Task goal:
The output is the line holding "Reviewer note: confirm that every instance of the wavy" and all lines after it to the end of the records below; restate them unchanged and add nothing.

※ ※ ※

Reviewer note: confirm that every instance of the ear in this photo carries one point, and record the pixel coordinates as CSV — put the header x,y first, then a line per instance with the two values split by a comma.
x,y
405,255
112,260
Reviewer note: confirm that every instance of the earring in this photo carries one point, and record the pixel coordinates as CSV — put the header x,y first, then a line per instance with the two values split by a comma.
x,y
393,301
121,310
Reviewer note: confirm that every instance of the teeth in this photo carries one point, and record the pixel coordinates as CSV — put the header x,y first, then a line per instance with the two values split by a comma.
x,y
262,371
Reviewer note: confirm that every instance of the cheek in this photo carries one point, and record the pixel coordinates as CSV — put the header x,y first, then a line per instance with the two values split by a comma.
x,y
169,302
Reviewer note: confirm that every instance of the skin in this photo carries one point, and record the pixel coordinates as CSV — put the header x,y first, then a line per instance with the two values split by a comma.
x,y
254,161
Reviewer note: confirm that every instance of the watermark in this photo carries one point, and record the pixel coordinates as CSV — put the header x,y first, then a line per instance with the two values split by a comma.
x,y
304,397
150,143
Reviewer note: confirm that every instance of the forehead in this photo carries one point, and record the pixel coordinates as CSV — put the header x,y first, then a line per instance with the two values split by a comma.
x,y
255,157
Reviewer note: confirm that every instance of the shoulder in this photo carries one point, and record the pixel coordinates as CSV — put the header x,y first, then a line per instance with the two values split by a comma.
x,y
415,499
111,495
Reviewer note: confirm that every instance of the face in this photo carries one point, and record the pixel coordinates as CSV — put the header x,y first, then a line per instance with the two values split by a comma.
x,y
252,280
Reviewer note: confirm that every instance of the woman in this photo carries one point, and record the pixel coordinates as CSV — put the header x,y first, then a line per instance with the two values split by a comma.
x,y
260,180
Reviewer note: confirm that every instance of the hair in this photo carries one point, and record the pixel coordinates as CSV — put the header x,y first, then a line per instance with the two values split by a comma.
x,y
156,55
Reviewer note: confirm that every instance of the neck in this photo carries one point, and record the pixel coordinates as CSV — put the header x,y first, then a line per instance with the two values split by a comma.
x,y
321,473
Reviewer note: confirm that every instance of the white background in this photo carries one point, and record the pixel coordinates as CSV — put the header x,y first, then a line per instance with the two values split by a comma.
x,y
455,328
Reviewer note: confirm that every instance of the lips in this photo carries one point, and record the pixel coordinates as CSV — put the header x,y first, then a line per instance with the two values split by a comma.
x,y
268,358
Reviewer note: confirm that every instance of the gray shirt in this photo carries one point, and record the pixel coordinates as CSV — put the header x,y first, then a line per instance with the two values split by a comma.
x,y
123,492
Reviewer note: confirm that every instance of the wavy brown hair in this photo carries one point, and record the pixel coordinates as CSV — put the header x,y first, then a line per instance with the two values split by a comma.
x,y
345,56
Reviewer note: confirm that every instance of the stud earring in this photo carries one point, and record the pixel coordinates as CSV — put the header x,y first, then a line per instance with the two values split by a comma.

※ ※ ※

Result of the task:
Reviewer note: confirm that every instance of the wavy brown hair in this photo carries one point, and record the pixel coordinates as CSV — put the header x,y first, then a line per instance with the two values split by a comma.
x,y
345,56
Reviewer note: confirm that every instance of the stud earring in this photo carries one point, and record the pixel coordinates as CSV — put the header x,y first, then a line per instance with the two values split by a comma.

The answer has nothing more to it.